-- Opening Marker --

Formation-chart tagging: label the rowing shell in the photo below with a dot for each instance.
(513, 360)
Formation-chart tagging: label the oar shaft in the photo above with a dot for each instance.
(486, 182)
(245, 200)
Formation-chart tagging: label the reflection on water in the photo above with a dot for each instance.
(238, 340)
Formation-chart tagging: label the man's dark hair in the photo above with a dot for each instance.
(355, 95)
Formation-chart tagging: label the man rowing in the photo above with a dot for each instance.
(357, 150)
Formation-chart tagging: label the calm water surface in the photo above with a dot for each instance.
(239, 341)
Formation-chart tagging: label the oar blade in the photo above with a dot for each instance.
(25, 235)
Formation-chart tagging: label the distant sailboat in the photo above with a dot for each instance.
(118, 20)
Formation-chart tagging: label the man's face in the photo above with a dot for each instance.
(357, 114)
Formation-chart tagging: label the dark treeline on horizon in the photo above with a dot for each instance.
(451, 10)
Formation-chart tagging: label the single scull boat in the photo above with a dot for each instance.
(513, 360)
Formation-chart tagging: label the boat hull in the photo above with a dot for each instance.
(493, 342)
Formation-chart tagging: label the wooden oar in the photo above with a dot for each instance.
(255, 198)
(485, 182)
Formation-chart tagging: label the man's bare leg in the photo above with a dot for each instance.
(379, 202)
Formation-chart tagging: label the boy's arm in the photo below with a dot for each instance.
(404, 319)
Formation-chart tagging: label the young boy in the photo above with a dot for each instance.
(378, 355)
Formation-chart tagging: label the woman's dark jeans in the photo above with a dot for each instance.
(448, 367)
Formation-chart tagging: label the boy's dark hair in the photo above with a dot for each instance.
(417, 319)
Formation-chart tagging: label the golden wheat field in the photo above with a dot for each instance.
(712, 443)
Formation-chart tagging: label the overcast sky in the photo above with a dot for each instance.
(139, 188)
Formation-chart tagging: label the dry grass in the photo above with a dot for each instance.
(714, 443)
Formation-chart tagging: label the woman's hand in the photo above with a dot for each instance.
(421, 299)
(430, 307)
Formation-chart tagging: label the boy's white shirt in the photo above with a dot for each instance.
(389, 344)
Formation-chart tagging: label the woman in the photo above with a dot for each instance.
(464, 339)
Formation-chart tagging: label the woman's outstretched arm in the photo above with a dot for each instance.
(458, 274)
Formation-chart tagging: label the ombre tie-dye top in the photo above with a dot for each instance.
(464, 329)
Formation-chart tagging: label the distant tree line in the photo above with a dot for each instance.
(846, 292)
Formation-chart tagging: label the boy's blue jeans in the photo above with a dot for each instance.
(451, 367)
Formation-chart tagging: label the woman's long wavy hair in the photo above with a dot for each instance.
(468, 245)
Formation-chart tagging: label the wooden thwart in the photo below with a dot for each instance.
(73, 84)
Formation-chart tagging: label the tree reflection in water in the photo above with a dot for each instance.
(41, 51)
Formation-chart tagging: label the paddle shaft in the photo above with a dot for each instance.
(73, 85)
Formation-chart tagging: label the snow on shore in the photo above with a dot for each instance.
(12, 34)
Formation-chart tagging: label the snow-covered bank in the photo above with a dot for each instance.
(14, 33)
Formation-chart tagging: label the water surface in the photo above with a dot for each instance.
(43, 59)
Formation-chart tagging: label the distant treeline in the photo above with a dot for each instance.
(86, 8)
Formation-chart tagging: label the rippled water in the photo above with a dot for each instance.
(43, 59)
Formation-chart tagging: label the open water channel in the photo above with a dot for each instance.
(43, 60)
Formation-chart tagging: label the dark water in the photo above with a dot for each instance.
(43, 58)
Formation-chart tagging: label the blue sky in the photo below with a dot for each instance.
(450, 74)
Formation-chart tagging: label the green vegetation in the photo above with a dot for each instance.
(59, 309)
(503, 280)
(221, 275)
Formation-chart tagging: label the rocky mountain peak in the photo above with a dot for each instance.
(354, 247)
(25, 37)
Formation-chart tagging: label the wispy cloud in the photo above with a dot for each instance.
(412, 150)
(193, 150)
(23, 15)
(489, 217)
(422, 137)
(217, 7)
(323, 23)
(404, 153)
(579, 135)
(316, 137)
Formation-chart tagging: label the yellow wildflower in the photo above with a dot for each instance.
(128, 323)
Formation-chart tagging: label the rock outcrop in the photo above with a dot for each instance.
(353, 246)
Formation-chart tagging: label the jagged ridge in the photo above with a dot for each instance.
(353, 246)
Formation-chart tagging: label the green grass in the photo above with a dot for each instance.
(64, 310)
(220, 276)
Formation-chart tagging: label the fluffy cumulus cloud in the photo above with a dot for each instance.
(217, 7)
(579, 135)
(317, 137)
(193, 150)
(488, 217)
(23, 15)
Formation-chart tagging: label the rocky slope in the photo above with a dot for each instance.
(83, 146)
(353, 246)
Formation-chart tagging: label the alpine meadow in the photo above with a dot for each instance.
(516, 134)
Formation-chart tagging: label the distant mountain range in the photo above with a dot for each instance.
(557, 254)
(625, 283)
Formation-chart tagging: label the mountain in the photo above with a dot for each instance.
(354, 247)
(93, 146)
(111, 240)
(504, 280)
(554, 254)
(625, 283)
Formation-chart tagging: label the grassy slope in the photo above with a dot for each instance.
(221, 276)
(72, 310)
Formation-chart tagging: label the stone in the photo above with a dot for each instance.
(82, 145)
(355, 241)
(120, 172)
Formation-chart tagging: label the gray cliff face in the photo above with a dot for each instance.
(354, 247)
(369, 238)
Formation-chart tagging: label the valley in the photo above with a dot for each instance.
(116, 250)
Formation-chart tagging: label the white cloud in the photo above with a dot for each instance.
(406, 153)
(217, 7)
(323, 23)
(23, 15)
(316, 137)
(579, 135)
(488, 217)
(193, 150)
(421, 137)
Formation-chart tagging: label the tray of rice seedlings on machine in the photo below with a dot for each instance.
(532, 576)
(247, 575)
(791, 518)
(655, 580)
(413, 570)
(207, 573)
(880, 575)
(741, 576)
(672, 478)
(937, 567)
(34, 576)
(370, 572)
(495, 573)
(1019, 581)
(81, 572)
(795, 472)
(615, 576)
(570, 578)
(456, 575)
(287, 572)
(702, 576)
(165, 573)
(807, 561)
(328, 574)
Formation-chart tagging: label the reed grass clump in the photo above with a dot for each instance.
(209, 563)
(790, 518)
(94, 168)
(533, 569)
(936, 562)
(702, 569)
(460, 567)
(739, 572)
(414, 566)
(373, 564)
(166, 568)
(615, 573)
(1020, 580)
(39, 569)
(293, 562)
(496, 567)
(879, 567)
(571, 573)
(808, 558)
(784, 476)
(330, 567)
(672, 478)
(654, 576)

-- Closing Marker --

▸ EXERCISE
Produce the whole listing once more, exactly.

▸ OUTPUT BELOW
Formation-chart tagging: label the rowing shell in the photo below with a dot for each instance.
(513, 360)
Formation-chart tagging: label the oar shaft in the photo above with a dot for each instance.
(486, 182)
(245, 200)
Formation-chart tagging: label the reflection on water in the photo above with a dot for each instance.
(238, 340)
Formation-chart tagging: label the man's dark hair in the photo above with a dot for each instance.
(355, 95)
Formation-chart tagging: label the man rowing in the photo above with a dot for each instance.
(357, 150)
Formation-chart tagging: label the calm water surface in the photo above with a dot for each instance.
(239, 341)
Formation-chart tagging: label the oar blade in the photo above with a dot for each instance.
(25, 235)
Formation-chart tagging: label the distant sailboat in the photo above with a dot for each instance.
(118, 20)
Formation-chart tagging: label the man's face in the photo above with a dot for each instance.
(357, 114)
Formation-chart tagging: label the dark treeline on horizon in the photo above with a dot for each instance.
(451, 10)
Formation-chart tagging: label the single scull boat in the photo above with a dot for each instance.
(513, 360)
Formation-chart tagging: label the boat hull in the photo above with a dot for each instance.
(493, 342)
Formation-chart tagging: label the wooden oar in the photo above with a dot for each instance.
(255, 198)
(485, 182)
Formation-chart tagging: label the man's bare leg in the photo above with a dot for each instance.
(379, 202)
Formation-chart tagging: label the boy's arm in the photo below with a dot for each instance.
(404, 319)
Formation-chart tagging: label the young boy in the photo above with a dot for each instance.
(378, 355)
Formation-chart tagging: label the woman's dark jeans in the photo above with a dot for each instance.
(448, 367)
Formation-chart tagging: label the boy's dark hair in the photo above with a dot for each instance.
(417, 319)
Formation-chart tagging: label the golden wheat field in the photo above with a dot for each instance.
(712, 443)
Formation-chart tagging: label the overcast sky in the photo above with a dot for each instance.
(139, 188)
Formation-chart tagging: label the dry grass in the photo above with a dot for each instance.
(714, 443)
Formation-chart tagging: label the woman's hand in the photo above with a dot for each instance.
(421, 299)
(430, 307)
Formation-chart tagging: label the boy's white shirt in the photo above with a dot for each instance.
(389, 344)
Formation-chart tagging: label the woman in the photo above with a dot for each instance.
(464, 339)
Formation-chart tagging: label the woman's outstretched arm in the photo above with a dot for each instance.
(458, 274)
Formation-chart tagging: label the ombre tie-dye top in the photo above with a dot for each instance.
(464, 329)
Formation-chart tagging: label the distant tree line in the photo above with a dot for each instance.
(846, 292)
Formation-chart tagging: label the boy's blue jeans in the photo above with a dot for each instance.
(451, 367)
Formation-chart tagging: label the woman's long wavy hair in the photo above with a dot for each instance.
(468, 245)
Formation-chart tagging: label the wooden thwart in the photo below with a dot for each instance.
(73, 84)
Formation-chart tagging: label the tree reflection in water in the photo above with a dot for each instance.
(41, 51)
Formation-chart tagging: label the paddle shaft in the photo above with a dot for each instance.
(73, 85)
Formation-chart tagging: label the snow on shore in the photo above with a dot for each instance.
(12, 34)
Formation-chart tagging: label the snow-covered bank in the photo above with a dot for each instance.
(14, 33)
Formation-chart tagging: label the water surface in the photo above with a dot for each instance.
(43, 59)
Formation-chart tagging: label the distant treeline in the photo above with a dot for each instance.
(86, 8)
Formation-chart tagging: label the rippled water in the photo above with a dot for each instance.
(43, 59)
Formation-chart tagging: label the open water channel in the photo above with a dot for each instance.
(43, 60)
Formation-chart tagging: label the dark water in the photo above with a dot for each instance.
(43, 58)
Formation-chart tagging: label the blue sky in the photo below with a dot for each instance.
(450, 74)
Formation-chart tagging: label the green vegetation in the photo above with a dot for each instance.
(59, 309)
(503, 280)
(221, 275)
Formation-chart tagging: label the rocky mountain peak in the photo above with a dot for each instance.
(354, 247)
(25, 37)
Formation-chart tagging: label the wispy cloud in the photo above with a dot for each instance.
(412, 150)
(193, 150)
(23, 15)
(489, 217)
(422, 137)
(217, 7)
(323, 23)
(404, 153)
(579, 135)
(316, 137)
Formation-chart tagging: label the yellow wildflower in the photo above with a dot for each instance.
(128, 323)
Formation-chart tagging: label the rock outcrop in the photo above with a dot for each instance.
(353, 246)
Formation-chart tagging: label the jagged ridge in the photo above with a dot for each instance.
(353, 246)
Formation-chart tagging: label the green grass in the photo above with a dot for each instance.
(64, 310)
(220, 276)
Formation-chart tagging: label the fluffy cumulus cloud in the photo above with a dot for each instance.
(217, 7)
(579, 135)
(317, 137)
(193, 150)
(488, 217)
(23, 15)
Formation-chart tagging: label the rocky slope in the photo above with a dot for each instance.
(83, 146)
(353, 246)
Formation-chart tagging: label the alpine meadow in the photo above with a dot for each instance.
(516, 134)
Formation-chart tagging: label the distant mountain range in the photo above with a dot for each instance.
(557, 254)
(625, 283)
Formation-chart tagging: label the mountain in the photo above with a dot for each instance.
(354, 247)
(93, 146)
(111, 240)
(504, 280)
(554, 254)
(625, 283)
Formation-chart tagging: label the grassy slope in the photo above with a dot for each instance.
(221, 276)
(72, 310)
Formation-chart tagging: label the stone in the photo above with a dot for each instance.
(82, 145)
(355, 241)
(120, 172)
Formation-chart tagging: label the gray cliff face in the photo above with a dot for each instance.
(354, 247)
(369, 238)
Formation-chart tagging: label the valley in the photo above with a dot for each instance.
(116, 250)
Formation-chart tagging: label the white cloud in the photo above with a dot for each instance.
(406, 153)
(217, 7)
(323, 23)
(23, 15)
(316, 137)
(579, 135)
(488, 217)
(193, 150)
(421, 137)
Formation-chart tagging: label the tray of rice seedlings on machine in the photo below with a dot for each instance.
(532, 576)
(247, 575)
(791, 518)
(655, 580)
(413, 570)
(207, 573)
(880, 575)
(741, 576)
(672, 478)
(937, 567)
(34, 576)
(370, 572)
(495, 573)
(1019, 581)
(81, 572)
(795, 472)
(615, 576)
(570, 578)
(456, 575)
(287, 572)
(702, 576)
(165, 573)
(807, 561)
(328, 574)
Formation-chart tagging: label the reed grass clump in the photo above with a dot for each instance.
(209, 563)
(790, 518)
(94, 168)
(533, 569)
(936, 562)
(702, 569)
(460, 567)
(739, 572)
(414, 566)
(373, 564)
(166, 568)
(615, 573)
(1020, 580)
(39, 569)
(293, 562)
(496, 567)
(879, 567)
(571, 573)
(808, 558)
(784, 476)
(330, 567)
(672, 478)
(654, 576)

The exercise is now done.